START READING PASSAGE
# Install gutter apron or D style drip edge on existing roof?



## Slyfox (Jun 13, 2008)

A roofs eaves can be properly flashed using gutter apron, eave flashing, drip edge and nothing but a proper overhang of the roofing material, depending on what type of environment you live in.

So the first question would be, is a gutter apron needed in your area.

In my area of Ohio, installing gutter apron or eave flashing simply is not needed and you can see this when speaking to other roofers in my area because the majority of them think drip edge is eave flashing.


The difficulty of installing gutter apron compared to drip edge or eave flashing is minimal, so it will cost a few dollars more 'labor wise' but not a major increase.


----------



## sophie10 (Oct 23, 2010)

Thank you for your reply, Slyfox.

We live in North Carolina where there are torrential rain storms from the tropics every year. Snowfalls are usually limited to a few inches at most, but there are occasional heavy snows (over 20 inches ten and, I think, twelve years ago). 

One thing I like about gutter apron is that it's big enough to drop down into the gutter the whole length of a gutter run, even at the end where there is the most pitch. 

But because gutter apron also extends farther up the roof than drip edge, I was concerned that the disruption to the shingles would be more extreme and, consequently, their strength might be compromised more by the installation of gutter apron than by the installation of drip edge. Do you think there is any reason to worry about that?

Thanks.


----------



## Slyfox (Jun 13, 2008)

sophie10 said:


> Thank you for your reply, Slyfox.
> 
> We live in North Carolina where there are torrential rain storms from the tropics every year. Snowfalls are usually limited to a few inches at most, but there are occasional heavy snows (over 20 inches ten and, I think, twelve years ago).
> 
> ...


Installing the gutter apron will require removal of the first course and starter strip, so there is no more of a danger as far as damging the existing shingles, just more time consuming.


----------



## sophie10 (Oct 23, 2010)

Thanks for the information, Slyfox.


----------



## markore (Feb 2, 2013)

Slyfox said:


> A roofs eaves can be properly flashed using gutter apron, eave flashing, drip edge and nothing but a proper overhang of the roofing material, depending on what type of environment you live in.


What do you mean by eave flashing? I posted a pdf with edging profiles in this discussion here which also discusses gables and when and where to use the different types of profiles: http://www.roofingtalk.com/f6/drip-edge-333/
Another discussion here: http://www.contractortalk.com/f15/drip-edge-55897/index4/#post3259330


----------



## jmon (Nov 5, 2012)

Thread is over 5 years old. I'm sure the op has it figured out by now. However, the discussions you linked to are informative.


----------
END READING PASSAGE
START DATA LINES
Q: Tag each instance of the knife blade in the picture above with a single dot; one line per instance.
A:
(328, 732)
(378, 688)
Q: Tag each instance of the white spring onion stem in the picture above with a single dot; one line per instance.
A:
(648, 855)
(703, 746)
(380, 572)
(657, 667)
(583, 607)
END DATA LINES
START DATA LINES
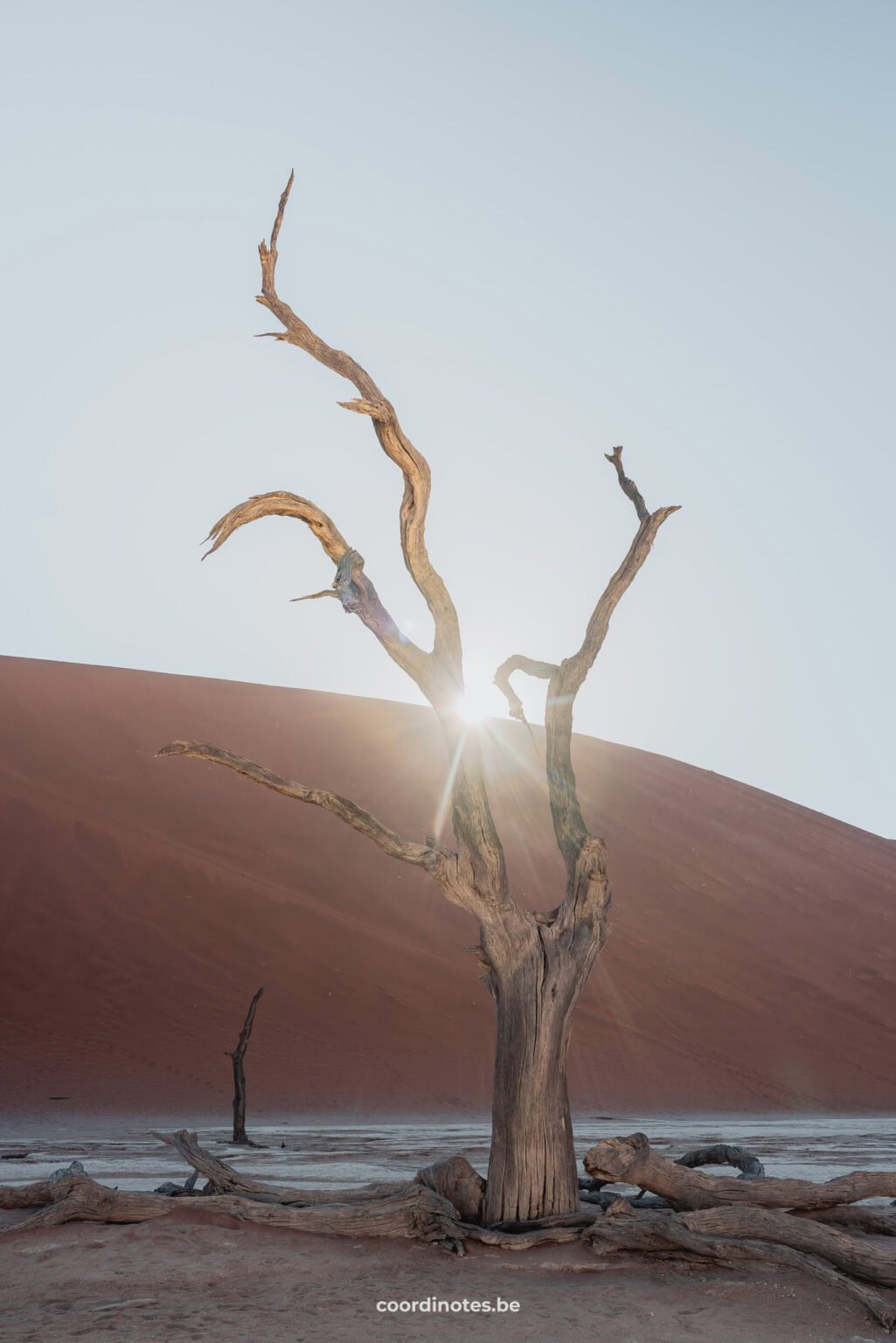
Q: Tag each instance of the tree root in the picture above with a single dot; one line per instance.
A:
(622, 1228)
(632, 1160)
END DATA LINES
**EXERCISE**
Can you copy out the entire forum thread on gutter apron and drip edge word for word? None of the lines are needed here.

**THE RESPONSE**
# Install gutter apron or D style drip edge on existing roof?



## Slyfox (Jun 13, 2008)

A roofs eaves can be properly flashed using gutter apron, eave flashing, drip edge and nothing but a proper overhang of the roofing material, depending on what type of environment you live in.

So the first question would be, is a gutter apron needed in your area.

In my area of Ohio, installing gutter apron or eave flashing simply is not needed and you can see this when speaking to other roofers in my area because the majority of them think drip edge is eave flashing.


The difficulty of installing gutter apron compared to drip edge or eave flashing is minimal, so it will cost a few dollars more 'labor wise' but not a major increase.


----------



## sophie10 (Oct 23, 2010)

Thank you for your reply, Slyfox.

We live in North Carolina where there are torrential rain storms from the tropics every year. Snowfalls are usually limited to a few inches at most, but there are occasional heavy snows (over 20 inches ten and, I think, twelve years ago). 

One thing I like about gutter apron is that it's big enough to drop down into the gutter the whole length of a gutter run, even at the end where there is the most pitch. 

But because gutter apron also extends farther up the roof than drip edge, I was concerned that the disruption to the shingles would be more extreme and, consequently, their strength might be compromised more by the installation of gutter apron than by the installation of drip edge. Do you think there is any reason to worry about that?

Thanks.


----------



## Slyfox (Jun 13, 2008)

sophie10 said:


> Thank you for your reply, Slyfox.
> 
> We live in North Carolina where there are torrential rain storms from the tropics every year. Snowfalls are usually limited to a few inches at most, but there are occasional heavy snows (over 20 inches ten and, I think, twelve years ago).
> 
> ...


Installing the gutter apron will require removal of the first course and starter strip, so there is no more of a danger as far as damging the existing shingles, just more time consuming.


----------



## sophie10 (Oct 23, 2010)

Thanks for the information, Slyfox.


----------



## markore (Feb 2, 2013)

Slyfox said:


> A roofs eaves can be properly flashed using gutter apron, eave flashing, drip edge and nothing but a proper overhang of the roofing material, depending on what type of environment you live in.


What do you mean by eave flashing? I posted a pdf with edging profiles in this discussion here which also discusses gables and when and where to use the different types of profiles: http://www.roofingtalk.com/f6/drip-edge-333/
Another discussion here: http://www.contractortalk.com/f15/drip-edge-55897/index4/#post3259330


----------



## jmon (Nov 5, 2012)

Thread is over 5 years old. I'm sure the op has it figured out by now. However, the discussions you linked to are informative.


----------